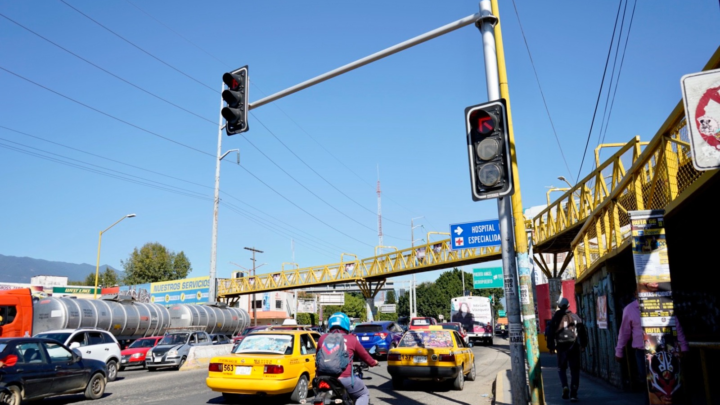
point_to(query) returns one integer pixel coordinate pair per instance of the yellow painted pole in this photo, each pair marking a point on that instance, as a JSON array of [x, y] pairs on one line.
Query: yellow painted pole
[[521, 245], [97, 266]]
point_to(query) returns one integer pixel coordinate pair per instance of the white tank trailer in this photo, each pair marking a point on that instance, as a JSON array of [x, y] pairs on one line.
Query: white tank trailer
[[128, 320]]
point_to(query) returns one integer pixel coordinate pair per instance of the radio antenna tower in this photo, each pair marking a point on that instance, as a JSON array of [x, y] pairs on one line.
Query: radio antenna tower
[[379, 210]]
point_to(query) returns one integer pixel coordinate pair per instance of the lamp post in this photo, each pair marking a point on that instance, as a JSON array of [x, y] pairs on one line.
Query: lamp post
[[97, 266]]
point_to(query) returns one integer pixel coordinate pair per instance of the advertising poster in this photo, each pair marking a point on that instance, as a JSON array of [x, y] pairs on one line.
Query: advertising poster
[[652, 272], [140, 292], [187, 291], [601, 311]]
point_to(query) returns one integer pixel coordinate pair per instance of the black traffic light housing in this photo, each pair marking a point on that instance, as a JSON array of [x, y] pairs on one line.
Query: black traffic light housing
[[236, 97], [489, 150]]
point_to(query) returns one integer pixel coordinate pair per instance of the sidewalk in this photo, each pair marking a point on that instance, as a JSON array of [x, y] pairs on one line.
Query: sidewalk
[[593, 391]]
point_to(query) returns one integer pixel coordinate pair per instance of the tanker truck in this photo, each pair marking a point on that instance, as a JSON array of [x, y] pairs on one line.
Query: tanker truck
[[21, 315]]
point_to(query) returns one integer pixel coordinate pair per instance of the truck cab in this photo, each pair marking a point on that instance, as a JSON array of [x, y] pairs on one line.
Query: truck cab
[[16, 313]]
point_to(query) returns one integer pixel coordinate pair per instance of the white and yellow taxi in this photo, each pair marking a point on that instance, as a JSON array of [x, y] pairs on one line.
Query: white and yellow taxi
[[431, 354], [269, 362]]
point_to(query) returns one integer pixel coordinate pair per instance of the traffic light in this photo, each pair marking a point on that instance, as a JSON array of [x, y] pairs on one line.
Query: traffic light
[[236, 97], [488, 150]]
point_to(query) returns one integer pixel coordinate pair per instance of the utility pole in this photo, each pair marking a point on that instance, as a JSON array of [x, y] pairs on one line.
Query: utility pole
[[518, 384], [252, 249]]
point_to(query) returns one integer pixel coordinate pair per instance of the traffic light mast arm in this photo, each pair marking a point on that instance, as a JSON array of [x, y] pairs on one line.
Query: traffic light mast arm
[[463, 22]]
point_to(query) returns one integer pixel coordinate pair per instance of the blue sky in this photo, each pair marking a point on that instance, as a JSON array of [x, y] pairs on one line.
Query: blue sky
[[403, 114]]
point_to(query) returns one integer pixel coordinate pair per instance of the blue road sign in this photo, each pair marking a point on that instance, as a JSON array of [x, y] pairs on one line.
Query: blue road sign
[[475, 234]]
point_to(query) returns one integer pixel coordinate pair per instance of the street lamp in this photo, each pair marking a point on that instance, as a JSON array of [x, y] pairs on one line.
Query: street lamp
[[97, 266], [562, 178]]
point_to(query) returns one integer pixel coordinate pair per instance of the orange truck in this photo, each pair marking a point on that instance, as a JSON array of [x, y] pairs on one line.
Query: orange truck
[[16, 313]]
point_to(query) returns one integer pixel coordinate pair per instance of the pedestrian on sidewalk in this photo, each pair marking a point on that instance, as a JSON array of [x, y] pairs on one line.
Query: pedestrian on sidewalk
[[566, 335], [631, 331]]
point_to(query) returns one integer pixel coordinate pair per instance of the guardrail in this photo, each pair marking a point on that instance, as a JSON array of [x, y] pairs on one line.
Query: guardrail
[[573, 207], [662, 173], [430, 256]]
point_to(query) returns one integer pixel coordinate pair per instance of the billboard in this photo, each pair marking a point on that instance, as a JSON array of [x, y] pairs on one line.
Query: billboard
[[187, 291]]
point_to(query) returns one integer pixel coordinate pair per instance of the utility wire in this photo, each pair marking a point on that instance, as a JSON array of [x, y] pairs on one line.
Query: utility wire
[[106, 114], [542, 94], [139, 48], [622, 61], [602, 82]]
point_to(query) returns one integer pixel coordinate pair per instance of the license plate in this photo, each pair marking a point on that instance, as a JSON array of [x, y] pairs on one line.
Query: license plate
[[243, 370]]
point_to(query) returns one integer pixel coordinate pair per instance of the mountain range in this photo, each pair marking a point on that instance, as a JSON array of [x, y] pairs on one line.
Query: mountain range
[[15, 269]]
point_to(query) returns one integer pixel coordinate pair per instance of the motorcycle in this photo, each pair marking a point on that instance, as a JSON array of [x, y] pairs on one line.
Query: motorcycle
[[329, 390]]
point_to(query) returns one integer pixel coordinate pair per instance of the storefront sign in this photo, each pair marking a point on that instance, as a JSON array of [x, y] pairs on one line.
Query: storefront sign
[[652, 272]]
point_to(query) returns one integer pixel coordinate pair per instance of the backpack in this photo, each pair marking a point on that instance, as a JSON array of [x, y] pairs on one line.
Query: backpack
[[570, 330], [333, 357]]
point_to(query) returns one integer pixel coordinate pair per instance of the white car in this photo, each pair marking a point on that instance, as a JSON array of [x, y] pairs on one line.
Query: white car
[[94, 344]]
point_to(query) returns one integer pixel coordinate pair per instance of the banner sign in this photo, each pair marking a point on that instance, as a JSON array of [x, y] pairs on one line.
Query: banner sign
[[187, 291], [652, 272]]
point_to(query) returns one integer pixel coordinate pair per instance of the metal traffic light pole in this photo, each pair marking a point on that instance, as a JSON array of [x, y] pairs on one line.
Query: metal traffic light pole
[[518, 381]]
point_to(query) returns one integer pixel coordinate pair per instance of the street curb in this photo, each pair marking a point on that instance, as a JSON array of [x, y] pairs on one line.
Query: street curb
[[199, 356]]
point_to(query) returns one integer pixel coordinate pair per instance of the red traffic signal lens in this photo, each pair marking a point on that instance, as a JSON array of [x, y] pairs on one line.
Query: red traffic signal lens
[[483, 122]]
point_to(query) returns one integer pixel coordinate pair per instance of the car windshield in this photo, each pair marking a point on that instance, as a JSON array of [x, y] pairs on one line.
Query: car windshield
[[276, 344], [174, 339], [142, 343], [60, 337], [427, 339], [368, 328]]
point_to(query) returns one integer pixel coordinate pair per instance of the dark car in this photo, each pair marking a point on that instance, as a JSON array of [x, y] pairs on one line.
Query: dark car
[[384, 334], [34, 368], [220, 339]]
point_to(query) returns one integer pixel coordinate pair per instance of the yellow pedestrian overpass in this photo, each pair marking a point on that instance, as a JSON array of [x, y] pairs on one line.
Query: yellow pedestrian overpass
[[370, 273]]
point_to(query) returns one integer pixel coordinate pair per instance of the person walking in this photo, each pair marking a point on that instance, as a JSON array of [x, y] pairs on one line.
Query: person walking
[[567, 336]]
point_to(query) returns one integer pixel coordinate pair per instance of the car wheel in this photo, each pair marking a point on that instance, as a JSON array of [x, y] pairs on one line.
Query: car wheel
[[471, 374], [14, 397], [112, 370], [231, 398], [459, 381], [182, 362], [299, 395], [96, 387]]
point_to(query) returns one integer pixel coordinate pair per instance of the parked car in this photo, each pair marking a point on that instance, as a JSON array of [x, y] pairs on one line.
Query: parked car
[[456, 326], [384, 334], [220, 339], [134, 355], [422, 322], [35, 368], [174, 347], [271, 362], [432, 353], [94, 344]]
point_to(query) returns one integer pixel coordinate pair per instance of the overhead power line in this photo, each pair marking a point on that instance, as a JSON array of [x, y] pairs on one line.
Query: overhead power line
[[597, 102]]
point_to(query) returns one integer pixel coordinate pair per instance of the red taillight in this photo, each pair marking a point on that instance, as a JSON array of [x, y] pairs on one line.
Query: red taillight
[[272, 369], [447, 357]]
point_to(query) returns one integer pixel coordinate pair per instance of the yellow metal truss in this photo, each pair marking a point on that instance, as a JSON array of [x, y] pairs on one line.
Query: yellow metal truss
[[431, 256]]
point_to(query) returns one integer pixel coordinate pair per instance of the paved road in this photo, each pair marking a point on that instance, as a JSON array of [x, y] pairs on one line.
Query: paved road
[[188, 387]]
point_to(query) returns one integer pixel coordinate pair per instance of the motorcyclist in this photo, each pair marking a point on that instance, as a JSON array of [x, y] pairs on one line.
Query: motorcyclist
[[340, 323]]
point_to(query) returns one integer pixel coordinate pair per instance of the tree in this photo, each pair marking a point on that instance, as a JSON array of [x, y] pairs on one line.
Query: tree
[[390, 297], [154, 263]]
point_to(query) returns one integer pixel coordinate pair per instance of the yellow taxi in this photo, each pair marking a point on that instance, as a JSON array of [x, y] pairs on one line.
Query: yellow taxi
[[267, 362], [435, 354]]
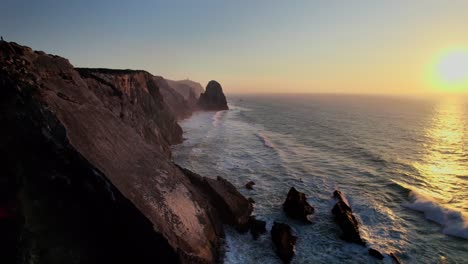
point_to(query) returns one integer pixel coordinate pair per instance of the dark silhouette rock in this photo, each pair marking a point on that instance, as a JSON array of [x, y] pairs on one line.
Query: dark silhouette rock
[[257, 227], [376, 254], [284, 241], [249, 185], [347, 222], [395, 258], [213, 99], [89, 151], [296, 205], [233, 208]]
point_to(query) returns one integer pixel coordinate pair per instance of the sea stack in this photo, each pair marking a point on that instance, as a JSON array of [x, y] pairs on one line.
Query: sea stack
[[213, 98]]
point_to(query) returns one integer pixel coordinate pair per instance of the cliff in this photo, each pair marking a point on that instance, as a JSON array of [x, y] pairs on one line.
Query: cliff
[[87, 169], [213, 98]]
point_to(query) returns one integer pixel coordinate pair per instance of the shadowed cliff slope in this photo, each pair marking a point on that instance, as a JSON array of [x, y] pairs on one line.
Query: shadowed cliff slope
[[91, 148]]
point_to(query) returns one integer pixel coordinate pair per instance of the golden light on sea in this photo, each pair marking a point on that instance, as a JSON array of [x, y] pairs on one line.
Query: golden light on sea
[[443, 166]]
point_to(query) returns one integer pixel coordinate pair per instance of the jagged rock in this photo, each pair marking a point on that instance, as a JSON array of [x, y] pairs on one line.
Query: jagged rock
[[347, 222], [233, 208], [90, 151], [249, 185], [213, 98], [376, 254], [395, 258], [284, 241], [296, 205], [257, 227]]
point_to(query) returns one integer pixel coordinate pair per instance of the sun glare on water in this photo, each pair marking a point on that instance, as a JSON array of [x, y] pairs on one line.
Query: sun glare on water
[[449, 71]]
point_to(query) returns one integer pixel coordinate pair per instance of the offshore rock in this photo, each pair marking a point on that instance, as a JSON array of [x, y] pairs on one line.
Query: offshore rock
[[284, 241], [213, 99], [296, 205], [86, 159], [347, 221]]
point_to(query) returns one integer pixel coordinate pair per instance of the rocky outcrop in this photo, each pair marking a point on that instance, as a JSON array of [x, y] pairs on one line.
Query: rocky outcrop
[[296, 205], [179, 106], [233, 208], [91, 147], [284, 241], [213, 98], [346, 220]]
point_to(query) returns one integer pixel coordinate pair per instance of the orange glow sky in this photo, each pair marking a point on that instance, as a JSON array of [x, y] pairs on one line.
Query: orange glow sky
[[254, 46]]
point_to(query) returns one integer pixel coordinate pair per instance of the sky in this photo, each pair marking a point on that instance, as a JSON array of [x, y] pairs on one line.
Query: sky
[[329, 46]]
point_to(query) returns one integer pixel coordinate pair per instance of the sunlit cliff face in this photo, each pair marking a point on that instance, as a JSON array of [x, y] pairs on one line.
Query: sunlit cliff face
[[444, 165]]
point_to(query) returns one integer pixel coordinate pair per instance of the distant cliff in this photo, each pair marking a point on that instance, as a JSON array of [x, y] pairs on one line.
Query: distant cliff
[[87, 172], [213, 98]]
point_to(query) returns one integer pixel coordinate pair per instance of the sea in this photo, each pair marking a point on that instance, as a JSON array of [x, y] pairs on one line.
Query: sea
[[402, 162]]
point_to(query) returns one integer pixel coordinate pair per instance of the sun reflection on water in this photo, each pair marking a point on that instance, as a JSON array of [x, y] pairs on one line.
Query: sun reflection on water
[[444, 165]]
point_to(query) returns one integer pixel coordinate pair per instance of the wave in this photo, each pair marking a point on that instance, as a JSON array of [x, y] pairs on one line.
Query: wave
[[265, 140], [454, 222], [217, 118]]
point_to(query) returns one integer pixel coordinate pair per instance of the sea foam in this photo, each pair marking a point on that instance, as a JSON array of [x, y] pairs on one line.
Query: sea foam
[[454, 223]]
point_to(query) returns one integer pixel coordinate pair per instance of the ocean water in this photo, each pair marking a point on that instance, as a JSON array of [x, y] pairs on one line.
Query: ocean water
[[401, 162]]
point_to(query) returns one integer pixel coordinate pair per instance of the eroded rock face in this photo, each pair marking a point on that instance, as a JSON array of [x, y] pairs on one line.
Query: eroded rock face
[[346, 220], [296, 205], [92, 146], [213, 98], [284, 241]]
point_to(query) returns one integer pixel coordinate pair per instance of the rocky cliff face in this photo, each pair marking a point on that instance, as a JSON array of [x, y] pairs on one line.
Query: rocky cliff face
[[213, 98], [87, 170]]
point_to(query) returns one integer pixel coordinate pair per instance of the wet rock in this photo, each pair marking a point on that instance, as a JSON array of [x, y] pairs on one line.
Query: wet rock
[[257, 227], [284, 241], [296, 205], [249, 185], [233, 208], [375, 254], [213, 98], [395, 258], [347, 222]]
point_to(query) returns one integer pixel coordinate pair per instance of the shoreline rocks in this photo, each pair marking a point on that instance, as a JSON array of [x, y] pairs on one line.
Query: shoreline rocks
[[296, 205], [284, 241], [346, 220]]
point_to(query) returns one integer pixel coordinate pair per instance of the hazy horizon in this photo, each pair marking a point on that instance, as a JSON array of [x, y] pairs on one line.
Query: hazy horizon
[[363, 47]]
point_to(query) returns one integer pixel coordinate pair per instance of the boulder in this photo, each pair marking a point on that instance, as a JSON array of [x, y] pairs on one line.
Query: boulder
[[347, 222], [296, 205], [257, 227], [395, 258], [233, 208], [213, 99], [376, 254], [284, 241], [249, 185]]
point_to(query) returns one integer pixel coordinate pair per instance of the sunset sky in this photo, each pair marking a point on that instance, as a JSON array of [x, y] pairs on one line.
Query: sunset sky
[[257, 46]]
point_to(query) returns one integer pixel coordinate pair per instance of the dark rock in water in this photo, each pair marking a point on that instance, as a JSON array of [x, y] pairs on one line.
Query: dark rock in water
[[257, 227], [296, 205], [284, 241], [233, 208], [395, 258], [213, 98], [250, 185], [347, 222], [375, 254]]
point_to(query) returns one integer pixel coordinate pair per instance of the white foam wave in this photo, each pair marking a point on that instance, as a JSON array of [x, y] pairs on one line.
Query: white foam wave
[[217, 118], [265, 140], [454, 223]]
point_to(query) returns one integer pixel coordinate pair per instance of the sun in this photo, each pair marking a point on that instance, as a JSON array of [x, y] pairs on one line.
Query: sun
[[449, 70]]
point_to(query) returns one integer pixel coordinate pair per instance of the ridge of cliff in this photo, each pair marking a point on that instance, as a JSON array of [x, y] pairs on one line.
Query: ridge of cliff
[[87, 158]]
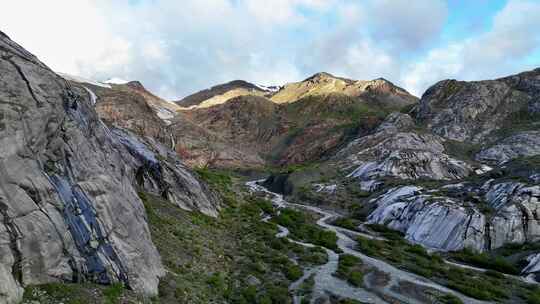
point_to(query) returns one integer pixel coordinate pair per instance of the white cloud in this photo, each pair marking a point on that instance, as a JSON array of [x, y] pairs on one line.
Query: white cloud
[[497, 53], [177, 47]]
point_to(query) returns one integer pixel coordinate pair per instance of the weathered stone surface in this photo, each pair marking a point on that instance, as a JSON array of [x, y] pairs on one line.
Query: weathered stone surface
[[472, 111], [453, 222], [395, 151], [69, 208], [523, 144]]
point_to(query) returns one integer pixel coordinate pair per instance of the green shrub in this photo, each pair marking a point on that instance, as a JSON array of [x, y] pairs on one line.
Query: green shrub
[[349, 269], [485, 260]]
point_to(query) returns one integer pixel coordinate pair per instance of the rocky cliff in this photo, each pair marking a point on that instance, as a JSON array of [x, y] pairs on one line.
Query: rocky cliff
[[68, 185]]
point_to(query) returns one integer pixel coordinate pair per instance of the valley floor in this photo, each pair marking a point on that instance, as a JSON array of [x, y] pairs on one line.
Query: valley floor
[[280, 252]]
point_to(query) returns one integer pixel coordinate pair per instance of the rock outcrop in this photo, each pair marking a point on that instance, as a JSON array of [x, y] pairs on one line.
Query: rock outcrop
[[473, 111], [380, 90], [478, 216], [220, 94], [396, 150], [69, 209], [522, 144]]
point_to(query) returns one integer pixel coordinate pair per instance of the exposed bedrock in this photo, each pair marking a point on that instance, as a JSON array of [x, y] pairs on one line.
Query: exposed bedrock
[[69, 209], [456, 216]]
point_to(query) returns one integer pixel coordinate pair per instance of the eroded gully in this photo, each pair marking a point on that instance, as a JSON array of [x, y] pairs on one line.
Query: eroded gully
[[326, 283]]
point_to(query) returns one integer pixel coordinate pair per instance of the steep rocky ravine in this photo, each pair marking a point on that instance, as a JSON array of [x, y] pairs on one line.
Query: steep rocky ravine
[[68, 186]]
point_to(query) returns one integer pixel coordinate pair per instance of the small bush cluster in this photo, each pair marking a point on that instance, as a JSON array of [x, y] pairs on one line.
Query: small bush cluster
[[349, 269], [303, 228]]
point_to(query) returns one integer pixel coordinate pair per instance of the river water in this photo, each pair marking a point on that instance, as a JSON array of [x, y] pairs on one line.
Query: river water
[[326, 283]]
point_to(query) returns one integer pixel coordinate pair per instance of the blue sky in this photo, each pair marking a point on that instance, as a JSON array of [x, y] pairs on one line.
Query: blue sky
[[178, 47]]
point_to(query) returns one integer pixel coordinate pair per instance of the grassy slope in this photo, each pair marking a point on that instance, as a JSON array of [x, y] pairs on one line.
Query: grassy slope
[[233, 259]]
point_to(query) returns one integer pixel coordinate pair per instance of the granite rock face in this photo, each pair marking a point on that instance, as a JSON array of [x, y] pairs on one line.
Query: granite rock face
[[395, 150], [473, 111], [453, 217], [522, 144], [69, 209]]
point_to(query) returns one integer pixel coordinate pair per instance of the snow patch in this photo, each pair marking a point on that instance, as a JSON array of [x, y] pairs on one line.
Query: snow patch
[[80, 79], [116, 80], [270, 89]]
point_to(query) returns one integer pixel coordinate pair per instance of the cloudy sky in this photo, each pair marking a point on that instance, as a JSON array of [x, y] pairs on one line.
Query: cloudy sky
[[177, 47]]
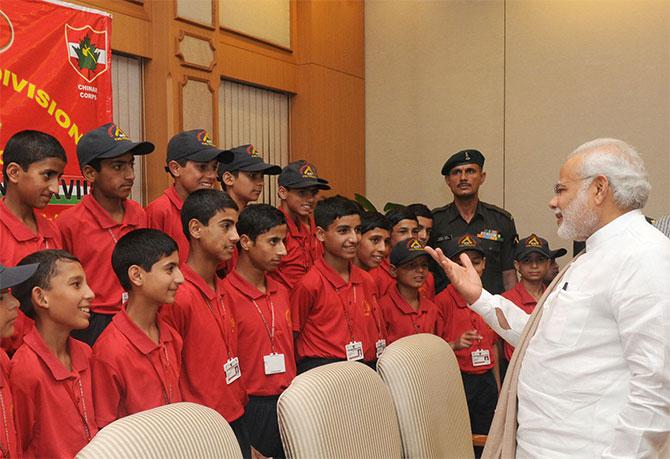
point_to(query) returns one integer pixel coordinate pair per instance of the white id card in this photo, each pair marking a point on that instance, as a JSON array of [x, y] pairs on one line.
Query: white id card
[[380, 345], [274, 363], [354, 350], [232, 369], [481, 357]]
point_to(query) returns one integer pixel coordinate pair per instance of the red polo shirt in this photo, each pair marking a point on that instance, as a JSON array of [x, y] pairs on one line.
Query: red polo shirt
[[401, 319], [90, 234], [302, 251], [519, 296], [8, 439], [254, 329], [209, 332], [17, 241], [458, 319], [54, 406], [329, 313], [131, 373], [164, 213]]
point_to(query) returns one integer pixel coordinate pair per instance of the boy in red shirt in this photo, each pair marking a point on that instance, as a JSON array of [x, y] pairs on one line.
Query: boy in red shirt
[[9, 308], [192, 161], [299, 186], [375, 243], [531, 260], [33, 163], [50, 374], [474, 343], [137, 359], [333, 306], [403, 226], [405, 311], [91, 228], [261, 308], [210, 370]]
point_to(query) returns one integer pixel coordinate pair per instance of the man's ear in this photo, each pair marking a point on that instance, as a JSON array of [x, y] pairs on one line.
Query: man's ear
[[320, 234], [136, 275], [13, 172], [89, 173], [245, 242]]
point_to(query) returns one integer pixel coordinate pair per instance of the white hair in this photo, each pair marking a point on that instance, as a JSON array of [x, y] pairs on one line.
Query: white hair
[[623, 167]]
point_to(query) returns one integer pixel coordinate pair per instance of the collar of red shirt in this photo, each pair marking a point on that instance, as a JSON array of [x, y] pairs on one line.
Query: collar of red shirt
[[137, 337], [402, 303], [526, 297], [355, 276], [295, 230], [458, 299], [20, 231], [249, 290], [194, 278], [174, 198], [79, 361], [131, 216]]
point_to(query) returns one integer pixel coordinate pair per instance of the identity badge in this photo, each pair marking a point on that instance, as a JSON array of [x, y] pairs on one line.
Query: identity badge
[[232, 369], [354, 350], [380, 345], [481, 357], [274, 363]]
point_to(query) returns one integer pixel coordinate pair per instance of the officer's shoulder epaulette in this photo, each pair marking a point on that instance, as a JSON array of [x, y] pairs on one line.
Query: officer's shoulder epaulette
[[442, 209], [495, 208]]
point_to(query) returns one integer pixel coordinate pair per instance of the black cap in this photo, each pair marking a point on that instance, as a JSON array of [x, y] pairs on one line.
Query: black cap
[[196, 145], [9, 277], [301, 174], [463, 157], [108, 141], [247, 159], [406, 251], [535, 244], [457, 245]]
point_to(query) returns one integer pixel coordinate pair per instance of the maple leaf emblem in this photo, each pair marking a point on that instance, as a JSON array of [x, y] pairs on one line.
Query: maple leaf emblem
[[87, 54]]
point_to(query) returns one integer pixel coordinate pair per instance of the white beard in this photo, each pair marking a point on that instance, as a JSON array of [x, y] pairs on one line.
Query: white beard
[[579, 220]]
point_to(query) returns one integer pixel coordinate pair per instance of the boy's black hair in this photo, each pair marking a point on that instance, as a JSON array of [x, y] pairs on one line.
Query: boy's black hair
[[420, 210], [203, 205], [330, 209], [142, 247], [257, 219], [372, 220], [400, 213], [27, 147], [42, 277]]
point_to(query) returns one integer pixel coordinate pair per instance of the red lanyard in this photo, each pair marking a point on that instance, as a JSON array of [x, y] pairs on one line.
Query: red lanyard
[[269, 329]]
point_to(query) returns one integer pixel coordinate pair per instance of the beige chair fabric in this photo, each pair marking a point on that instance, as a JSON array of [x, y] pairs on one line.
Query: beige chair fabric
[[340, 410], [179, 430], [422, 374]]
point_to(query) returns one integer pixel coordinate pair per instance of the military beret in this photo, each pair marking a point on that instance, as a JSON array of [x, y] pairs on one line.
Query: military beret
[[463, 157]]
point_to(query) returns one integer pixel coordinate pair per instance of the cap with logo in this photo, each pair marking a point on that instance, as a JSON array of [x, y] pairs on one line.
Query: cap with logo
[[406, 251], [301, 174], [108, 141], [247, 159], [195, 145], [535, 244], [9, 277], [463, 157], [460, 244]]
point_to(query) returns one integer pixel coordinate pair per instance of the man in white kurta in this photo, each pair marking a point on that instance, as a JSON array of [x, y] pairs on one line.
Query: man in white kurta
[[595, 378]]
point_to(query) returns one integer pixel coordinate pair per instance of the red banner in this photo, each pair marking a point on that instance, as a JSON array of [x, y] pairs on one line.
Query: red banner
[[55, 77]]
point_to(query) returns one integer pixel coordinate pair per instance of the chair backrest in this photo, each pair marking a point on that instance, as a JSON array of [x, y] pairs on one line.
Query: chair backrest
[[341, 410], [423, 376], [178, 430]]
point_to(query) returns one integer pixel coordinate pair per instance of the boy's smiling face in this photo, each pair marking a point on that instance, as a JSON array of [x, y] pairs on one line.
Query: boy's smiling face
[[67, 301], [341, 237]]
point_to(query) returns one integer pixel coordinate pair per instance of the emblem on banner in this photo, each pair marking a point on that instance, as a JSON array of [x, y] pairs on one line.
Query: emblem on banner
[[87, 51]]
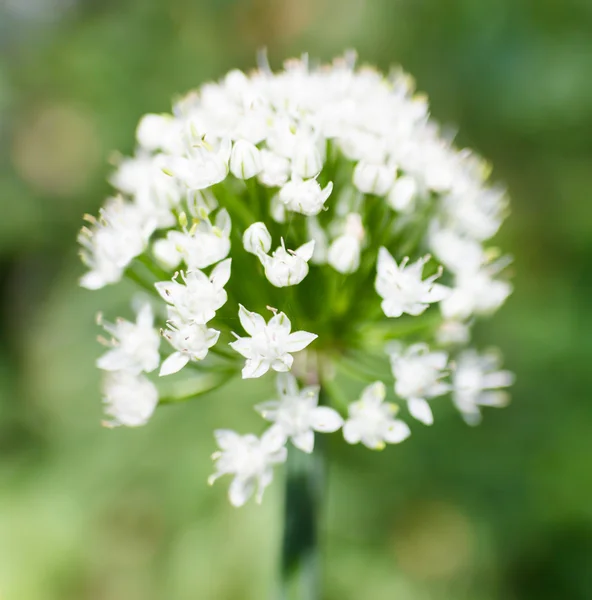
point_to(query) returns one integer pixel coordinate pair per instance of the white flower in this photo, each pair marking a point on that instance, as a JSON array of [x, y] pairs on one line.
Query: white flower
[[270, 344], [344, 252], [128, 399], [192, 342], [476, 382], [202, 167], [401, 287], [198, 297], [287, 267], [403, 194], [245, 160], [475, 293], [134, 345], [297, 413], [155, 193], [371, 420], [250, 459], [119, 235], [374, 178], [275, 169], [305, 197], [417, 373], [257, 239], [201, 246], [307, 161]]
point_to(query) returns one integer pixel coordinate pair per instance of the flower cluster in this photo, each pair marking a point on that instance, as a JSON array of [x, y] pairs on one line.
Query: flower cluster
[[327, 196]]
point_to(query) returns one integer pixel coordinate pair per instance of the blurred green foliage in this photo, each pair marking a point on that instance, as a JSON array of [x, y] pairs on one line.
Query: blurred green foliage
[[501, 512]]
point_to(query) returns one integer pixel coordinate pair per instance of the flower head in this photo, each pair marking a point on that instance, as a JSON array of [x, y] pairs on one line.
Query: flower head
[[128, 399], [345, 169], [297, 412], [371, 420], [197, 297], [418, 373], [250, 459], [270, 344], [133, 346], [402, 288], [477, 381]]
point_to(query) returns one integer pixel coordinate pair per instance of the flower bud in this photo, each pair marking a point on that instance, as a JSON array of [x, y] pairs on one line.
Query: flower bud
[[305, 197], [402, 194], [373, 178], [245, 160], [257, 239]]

####

From the records above, transcribe exactly the run of lines that opens with the line holding "of the weathered" and closes with the line holding "of the exposed", both included.

■ EXERCISE OUTPUT
point_to(query) returns one integer pixel coordinate pair per instance of the weathered stone surface in this photo, each pair marking a point on that instance, as a JSON array of [x, y] pairs on one line.
Query: weathered stone surface
[[472, 111], [453, 222], [395, 151], [69, 208], [523, 144]]
point_to(query) returns one integer pixel coordinate pair per instance of the green shrub in this photo, each pair marking a point on that instance, as a JSON array of [x, y] pairs on one line.
Query: green shrub
[[349, 269], [485, 260]]
point_to(query) returns one integer pixel coordinate pair per instance of the rocky cliff in this photo, each pair marking a point on that instance, as a JSON array of [x, y] pairs on one line.
Query: rocky cliff
[[68, 185]]
point_to(query) returns one integer pixel coordinate pair per instance of the valley floor in this photo, each pair marking a point on that instance, as a JSON array of [x, y] pairs on one line.
Query: valley floor
[[280, 252]]
point_to(query) returns one integer pixel coordinate pair per instance of the rock outcrop in this photo, each pair marking a point on that instance, as a JSON array of [x, y] pairs on one line.
Query: rock outcrop
[[473, 111], [380, 90], [478, 216], [220, 94], [396, 150], [69, 209], [522, 144]]
point_to(query) returns one integer pixel coordinate pair per instance of the exposed bedrock in this photo, each pair marking a point on that instance, as a JSON array of [x, y] pairs on one line.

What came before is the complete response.